§ Exercise tasks:
[1] According to the text on menopause in the workplace, what is the average age of menopause in Australia?
[2] Continue the text on menopause in the workplace from where it stops.

*** Extract provided ***

The average age of menopause in Australia is 51 years and women aged 45-55 years represent a large proportion of the global workforce. As the number of women going through menopause increases and with many of them likely to experience moderate to severe symptoms at work, employers will need to support women to ensure they remain effective and valued employees.
Women at midlife are often highly educated and experienced employees with leadership qualities, who are likely to remain in the workforce for up to another 20 years.
Why is menopause awareness in the workplace important?
Employers must comply with relevant legislation that includes providing a duty of care to their employees and ensures they are free from discrimination. Regulations such as the The Occuptional Health and Safety Act 2004, include a duty to ensure that workplace conditions and environments do not adversely impact on health, which is important as many menopausal women complain that their workplace environment negatively impacts on their health. There have also been a number of legal cases in the UK where women have claimed to be discriminated against due to experiencing symptoms associated with menopause. Cases such as these provide an incentive for employers to be proactive in supporting menopausal women and ensuring that they feel inclusive and respected.
There is also evidence that menopausal women often leave their place of employment when they do not feel supported creating a loss of corporate knowledge and the expense of having to recruit to these positions. Women who do remain in the workplace, but feel unsupported, often experience more sick days and loss of productivity at work.

*** End of Extract provided ***
*** Given data ***

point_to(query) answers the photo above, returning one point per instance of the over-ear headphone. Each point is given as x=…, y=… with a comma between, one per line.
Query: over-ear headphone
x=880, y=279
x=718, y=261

*** End of Given data ***

§ Solved tasks:
[1] The average age of menopause in Australia is 51 years.

[2]
Workplaces that consider diversity and inclusion perform better, have less turnover of staff and can lead to the promotion of gender equality more broadly. Improving gender equality can also lead to a significant increase in GDP.
Australasian Menopause Society
The Australasian Menopause Society (AMS) is a not-for-profit charity that has been providing menopause education for nearly 40 years. It brings together doctors, nurses, allied health professionals, scientists and researchers to advance knowledge about the menopause, midlife women’s health and healthy ageing. The AMS provides education and develops information and resources for health practitioners and their patients to help manage menopausal symptoms and embed practices to ensure healthy ageing. As a society of experts in menopause management, the AMS is well placed to provide education to the community to assist women to find the support and resources they need to manage the menopausal transition as well as educating workplaces on how they can support menopausal women in the workplace. The AMS has no commercial interests and provides education that is evidence-based and up to date.